WHAT IS EXPECTED: In the data below, one line contains "[locate] sea lion's nose (one point each)" and a later one contains "[locate] blue water (one point each)". Print both, with every line between them, exactly and alone.

(Excerpts from a dataset)
========================
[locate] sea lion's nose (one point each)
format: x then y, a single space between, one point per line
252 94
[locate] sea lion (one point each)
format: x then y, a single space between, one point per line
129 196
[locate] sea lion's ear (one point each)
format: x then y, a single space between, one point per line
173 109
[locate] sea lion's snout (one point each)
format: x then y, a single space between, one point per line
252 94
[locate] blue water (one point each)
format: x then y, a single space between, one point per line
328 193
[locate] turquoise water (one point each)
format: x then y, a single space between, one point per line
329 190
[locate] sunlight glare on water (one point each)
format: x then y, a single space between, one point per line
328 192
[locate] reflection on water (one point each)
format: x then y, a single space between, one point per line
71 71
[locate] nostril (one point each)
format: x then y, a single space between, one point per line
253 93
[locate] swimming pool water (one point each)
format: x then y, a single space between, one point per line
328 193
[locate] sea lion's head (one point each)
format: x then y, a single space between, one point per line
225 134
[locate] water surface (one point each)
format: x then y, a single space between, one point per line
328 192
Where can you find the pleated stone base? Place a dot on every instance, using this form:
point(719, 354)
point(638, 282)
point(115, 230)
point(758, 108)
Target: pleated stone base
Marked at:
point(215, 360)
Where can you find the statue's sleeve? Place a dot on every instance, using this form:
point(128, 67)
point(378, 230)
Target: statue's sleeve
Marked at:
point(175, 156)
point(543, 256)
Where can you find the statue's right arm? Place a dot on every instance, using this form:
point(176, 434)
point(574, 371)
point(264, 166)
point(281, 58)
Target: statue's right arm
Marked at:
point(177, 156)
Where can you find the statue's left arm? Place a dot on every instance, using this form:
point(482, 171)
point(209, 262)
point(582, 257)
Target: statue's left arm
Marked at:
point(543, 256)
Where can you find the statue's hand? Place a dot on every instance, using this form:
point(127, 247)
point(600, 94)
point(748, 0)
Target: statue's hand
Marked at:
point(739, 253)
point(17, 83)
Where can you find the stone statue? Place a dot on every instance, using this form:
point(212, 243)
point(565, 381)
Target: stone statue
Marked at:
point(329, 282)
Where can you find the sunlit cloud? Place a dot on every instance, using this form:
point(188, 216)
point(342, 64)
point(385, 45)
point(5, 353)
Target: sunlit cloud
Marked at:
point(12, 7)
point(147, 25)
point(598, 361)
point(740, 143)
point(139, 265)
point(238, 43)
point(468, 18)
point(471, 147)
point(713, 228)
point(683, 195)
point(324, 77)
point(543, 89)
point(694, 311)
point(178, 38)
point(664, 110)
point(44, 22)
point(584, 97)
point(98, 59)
========================
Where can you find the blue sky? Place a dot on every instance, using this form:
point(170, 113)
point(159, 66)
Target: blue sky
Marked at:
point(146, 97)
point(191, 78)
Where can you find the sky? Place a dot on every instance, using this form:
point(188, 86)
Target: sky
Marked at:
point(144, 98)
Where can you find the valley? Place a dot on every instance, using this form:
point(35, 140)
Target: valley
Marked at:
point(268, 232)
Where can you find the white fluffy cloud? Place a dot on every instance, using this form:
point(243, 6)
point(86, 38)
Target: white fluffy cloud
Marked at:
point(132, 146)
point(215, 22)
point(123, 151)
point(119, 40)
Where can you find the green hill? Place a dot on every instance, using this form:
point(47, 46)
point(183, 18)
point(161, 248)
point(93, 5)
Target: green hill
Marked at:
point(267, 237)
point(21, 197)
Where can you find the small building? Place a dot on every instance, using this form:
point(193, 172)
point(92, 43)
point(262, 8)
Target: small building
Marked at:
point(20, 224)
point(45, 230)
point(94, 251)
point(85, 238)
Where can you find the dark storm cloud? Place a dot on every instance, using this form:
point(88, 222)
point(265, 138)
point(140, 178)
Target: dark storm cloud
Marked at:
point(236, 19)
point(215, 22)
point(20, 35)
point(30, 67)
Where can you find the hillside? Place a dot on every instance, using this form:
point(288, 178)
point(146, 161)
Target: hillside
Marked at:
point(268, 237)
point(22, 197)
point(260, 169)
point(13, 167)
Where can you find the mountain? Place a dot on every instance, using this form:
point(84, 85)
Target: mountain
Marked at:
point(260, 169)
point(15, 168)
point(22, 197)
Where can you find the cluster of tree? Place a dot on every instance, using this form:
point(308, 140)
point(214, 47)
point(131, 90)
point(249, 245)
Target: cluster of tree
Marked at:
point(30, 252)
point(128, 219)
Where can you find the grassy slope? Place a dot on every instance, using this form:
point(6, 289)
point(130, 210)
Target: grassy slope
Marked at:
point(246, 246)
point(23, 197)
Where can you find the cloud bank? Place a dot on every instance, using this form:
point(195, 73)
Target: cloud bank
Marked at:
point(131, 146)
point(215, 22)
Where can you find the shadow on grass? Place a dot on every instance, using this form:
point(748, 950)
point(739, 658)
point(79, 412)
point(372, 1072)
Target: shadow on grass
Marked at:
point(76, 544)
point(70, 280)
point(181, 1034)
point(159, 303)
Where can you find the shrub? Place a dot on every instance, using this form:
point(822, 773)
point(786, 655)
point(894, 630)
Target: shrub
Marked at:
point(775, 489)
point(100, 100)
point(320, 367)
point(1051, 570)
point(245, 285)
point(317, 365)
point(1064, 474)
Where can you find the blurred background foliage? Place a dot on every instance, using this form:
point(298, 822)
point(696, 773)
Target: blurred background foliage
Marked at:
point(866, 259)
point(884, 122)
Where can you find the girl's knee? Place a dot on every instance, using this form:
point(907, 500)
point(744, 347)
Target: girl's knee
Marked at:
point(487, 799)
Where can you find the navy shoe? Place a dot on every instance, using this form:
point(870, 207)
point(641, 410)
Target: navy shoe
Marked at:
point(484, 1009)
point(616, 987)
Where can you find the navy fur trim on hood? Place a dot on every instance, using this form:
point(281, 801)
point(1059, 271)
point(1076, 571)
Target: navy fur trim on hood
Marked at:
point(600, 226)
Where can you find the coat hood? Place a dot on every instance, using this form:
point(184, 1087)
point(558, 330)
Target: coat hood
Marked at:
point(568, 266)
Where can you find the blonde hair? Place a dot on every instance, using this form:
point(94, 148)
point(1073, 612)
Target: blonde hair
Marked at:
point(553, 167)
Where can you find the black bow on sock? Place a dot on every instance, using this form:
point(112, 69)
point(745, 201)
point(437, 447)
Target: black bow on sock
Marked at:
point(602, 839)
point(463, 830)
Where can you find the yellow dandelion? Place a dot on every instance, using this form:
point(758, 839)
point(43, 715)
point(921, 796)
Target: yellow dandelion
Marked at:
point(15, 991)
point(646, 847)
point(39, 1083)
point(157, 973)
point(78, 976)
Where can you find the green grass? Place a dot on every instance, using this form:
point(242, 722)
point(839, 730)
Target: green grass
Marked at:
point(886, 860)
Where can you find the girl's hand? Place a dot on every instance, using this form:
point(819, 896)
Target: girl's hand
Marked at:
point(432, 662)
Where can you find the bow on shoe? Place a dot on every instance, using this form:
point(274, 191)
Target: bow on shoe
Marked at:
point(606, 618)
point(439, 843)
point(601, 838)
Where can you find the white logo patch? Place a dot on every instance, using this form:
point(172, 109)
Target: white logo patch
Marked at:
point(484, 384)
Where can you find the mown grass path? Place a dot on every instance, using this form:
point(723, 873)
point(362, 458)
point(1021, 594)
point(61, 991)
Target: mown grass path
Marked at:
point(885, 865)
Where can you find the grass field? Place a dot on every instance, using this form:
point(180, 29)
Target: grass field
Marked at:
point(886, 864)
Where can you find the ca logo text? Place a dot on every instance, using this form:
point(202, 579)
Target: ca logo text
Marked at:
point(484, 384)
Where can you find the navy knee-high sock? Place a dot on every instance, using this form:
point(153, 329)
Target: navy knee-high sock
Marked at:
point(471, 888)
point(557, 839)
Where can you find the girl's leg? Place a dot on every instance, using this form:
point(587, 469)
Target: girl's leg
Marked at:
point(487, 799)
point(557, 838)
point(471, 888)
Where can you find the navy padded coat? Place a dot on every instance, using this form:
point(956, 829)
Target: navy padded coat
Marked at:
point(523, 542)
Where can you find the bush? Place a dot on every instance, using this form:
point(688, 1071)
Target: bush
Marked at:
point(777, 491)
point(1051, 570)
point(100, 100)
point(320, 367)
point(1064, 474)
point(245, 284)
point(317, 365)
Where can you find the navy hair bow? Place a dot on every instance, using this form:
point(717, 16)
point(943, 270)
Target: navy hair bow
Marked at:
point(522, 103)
========================
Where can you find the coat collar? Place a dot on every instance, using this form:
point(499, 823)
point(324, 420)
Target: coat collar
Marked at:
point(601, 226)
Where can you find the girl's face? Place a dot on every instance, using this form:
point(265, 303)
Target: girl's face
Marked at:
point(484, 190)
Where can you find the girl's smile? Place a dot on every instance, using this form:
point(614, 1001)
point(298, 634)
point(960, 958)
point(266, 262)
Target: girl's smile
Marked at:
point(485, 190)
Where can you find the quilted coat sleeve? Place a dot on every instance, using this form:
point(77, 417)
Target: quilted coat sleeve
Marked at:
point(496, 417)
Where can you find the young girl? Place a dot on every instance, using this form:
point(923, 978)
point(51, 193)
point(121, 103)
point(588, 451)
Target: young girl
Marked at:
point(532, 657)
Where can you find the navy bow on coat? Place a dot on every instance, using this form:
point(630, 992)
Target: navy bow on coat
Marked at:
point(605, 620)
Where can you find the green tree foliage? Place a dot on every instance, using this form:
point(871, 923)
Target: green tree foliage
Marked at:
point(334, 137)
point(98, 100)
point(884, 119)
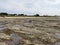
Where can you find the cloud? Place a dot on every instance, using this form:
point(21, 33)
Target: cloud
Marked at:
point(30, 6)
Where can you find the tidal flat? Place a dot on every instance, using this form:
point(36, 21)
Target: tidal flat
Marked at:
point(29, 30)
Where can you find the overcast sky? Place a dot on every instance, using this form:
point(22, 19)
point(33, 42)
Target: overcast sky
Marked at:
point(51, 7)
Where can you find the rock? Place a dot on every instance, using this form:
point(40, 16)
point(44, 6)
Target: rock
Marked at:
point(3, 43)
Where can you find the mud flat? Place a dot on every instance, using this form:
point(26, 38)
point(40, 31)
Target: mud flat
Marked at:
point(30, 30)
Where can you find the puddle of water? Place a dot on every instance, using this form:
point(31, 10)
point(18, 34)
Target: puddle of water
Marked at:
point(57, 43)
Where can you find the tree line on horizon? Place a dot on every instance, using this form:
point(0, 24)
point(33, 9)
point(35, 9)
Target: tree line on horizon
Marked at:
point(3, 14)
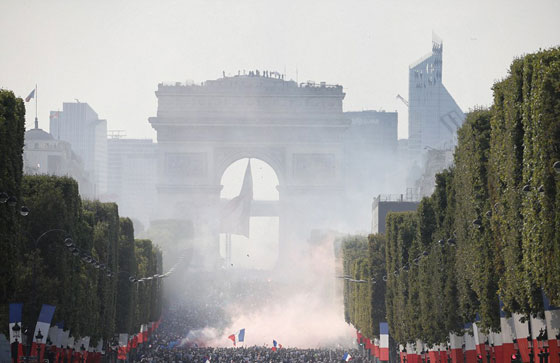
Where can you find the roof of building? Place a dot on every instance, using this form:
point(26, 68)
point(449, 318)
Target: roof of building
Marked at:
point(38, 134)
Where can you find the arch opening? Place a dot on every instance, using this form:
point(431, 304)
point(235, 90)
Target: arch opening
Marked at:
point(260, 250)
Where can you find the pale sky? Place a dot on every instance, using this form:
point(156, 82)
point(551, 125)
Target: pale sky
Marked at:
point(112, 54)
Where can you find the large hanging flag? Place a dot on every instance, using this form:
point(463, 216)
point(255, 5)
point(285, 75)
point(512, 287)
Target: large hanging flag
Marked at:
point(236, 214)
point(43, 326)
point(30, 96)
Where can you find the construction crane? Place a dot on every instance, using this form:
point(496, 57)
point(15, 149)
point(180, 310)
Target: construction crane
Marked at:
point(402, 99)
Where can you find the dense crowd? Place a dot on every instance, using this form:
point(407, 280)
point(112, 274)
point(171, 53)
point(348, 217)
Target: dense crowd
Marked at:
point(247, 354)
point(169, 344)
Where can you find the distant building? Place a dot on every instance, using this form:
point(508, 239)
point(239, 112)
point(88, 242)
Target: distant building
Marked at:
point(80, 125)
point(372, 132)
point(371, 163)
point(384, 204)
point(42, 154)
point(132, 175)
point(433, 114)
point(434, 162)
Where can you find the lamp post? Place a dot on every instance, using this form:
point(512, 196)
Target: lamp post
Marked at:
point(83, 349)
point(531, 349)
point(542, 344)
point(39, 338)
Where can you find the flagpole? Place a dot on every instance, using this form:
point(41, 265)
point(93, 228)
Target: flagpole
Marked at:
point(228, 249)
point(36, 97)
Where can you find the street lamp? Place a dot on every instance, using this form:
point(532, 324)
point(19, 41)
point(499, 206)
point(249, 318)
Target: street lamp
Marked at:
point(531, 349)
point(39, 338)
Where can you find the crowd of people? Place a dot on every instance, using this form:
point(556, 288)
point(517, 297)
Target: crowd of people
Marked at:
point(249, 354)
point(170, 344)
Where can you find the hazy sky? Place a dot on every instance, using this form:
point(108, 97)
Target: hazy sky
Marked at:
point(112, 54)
========================
SOLUTION:
[locate] sea lion's nose (one point each)
format: x then y, a single space between, one point per line
252 94
[locate] sea lion (one point each)
format: x then y, a single space between, one point per line
129 196
[locate] sea lion's ear (one point each)
format: x then y, a single space between, one point per line
173 109
[locate] sea lion's snout (one point each)
format: x then y, a single space between, one point per line
252 94
[locate] blue water (one point each)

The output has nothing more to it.